Ich habe Dear Monday gegründet, weil ich überzeugt bin: Die Art, wie wir zusammenarbeiten, entscheidet über die Welt, in der wir leben. Progressive Führung ist dabei kein Nischenthema, sondern eine gesellschaftliche Notwendigkeit. 2025 stehen wir an einem Punkt, an dem Organisationen tiefgreifende Veränderungen nicht nur technisch, sondern vor allem auch kulturell umsetzen müssen – Arbeitsumfelder und moderne Führung sind kein „Nice-to-have“, sondern elementar für Erfolg und Resilienz. In meiner Karriere habe ich häufig beobachtet, dass Potenzial unsichtbar bleibt und viel Energie in Anpassung statt in Gestaltung fließt. Mit unserem Führungsprogramm, der Female Leadership Academy, bringen wir Frauen im deutschsprachigen Raum zusammen und vermitteln Methoden, um (noch) erfolgreicher zu sein – und dabei authentisch zu bleiben. Elementar dafür sind unsere female only Peer-Groups. Denn hier wird offener, ehrlicher Austausch über berufliche Themen möglich, und alle profitieren vom Erfahrungs- und Wissensaustausch. Gegenseitiger Support ist in meinen Augen ein wichtiger Baustein, um neue Standards für Führung setzen. Heute haben 3.000 Absolventinnen in der Female Leadership Academy von Dear Monday gezeigt, dass genau das geht. Ich bin sehr stolz darauf, dass wir diesen Raum schaffen können: ein Ort, an dem individuelle Entwicklung und kollektiver Wandel zusammengehören. Für eine Arbeitswelt, in der alle wieder Lust auf Montag haben – in der Zahnarztpraxis, im Unternehmen und allen anderen Bereichen.
Welche Faktoren bremsen Frauen aus, sich in Führungsrollen zu verwirklichen?
Im Arbeitsalltag begegnen Frauen immer noch tradierten Erwartungen, unbewussten Vorurteilen (sogenannten „Biases“) und strukturellen Barrieren. Zum Beispiel ungleiche Karrierechancen, stereotype Rollenzuschreibungen, Abwertungen („die fleißige Biene“ oder „die Zickige“) oder auch fehlende Flexibilität in Arbeitsmodellen. Das führt dazu, dass Frauen sich nicht oder weniger zugehörig fühlen. Diese Hürden halten uns alle auf. Die hindern uns daran, richtig gut zusammenzuarbeiten und stärkenorientiert zu wachsen. Abgesehen davon, dass sie natürlich sehr verletzend sein können und moralisch nicht den Ansprüchen eines gerechten Miteinanders entsprechen.

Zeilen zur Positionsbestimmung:
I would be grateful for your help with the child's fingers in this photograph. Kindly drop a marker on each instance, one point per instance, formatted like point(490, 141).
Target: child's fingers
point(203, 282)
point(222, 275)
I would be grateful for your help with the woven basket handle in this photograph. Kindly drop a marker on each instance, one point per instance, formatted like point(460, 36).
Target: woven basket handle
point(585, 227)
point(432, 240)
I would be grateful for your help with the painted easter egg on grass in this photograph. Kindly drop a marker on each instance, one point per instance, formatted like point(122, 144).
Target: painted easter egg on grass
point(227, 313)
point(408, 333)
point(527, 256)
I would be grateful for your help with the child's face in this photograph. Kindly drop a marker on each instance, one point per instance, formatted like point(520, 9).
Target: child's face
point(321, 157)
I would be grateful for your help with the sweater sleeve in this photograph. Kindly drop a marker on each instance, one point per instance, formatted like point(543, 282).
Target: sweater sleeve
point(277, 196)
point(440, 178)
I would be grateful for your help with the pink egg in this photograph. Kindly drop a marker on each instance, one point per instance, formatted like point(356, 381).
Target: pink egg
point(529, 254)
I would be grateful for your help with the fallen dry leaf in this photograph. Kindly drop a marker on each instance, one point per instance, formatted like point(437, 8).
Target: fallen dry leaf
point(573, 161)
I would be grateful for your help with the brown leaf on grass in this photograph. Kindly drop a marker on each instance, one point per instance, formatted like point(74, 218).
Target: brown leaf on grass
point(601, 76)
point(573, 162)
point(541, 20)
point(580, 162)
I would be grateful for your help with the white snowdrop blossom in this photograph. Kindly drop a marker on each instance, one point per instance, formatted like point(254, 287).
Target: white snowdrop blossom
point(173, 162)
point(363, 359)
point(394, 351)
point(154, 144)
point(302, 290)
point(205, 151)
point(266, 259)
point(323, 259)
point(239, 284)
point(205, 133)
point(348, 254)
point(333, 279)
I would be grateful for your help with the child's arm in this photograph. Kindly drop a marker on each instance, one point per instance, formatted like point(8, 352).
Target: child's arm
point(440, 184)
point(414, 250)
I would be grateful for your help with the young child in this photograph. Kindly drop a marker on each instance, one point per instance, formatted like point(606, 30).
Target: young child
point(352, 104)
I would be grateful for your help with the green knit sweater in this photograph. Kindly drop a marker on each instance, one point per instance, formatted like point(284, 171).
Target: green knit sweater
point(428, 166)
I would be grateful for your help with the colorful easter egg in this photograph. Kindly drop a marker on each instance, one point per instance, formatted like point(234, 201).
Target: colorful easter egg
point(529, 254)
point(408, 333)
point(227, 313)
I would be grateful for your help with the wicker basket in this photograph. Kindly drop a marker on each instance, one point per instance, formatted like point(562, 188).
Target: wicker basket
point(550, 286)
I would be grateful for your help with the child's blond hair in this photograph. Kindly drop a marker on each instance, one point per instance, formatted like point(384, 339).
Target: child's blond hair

> **ARBEITSAUFTRAG 1**: Prüfe, ob die folgenden Aussagen mit dem Lesetext übereinstimmen. Antworte jeweils mit Ja oder Nein und zitiere die entscheidenden Worte wörtlich: (a) Die Female Leadership Academy hat 3.000 Absolventinnen. (b) Die Peer-Groups richten sich an Frauen und Männer. (c) Progressive Führung wird als Nischenthema bezeichnet.
> **ARBEITSAUFTRAG 2**: Zähle alle Hürden auf, die der Lesetext nach den Worten „Zum Beispiel“ für den Arbeitsalltag von Frauen nennt.
Die Zeilen haben eine andere Herkunft als der Lesetext.

> **LÖSUNG 1**:
(a) Ja: „Heute haben 3.000 Absolventinnen in der Female Leadership Academy von Dear Monday gezeigt, dass genau das geht.“
(b) Nein: „Elementar dafür sind unsere female only Peer-Groups.“
(c) Nein: „Progressive Führung ist dabei kein Nischenthema, sondern eine gesellschaftliche Notwendigkeit.“

> **LÖSUNG 2**:
- ungleiche Karrierechancen
- stereotype Rollenzuschreibungen
- Abwertungen („die fleißige Biene“ oder „die Zickige“)
- fehlende Flexibilität in Arbeitsmodellen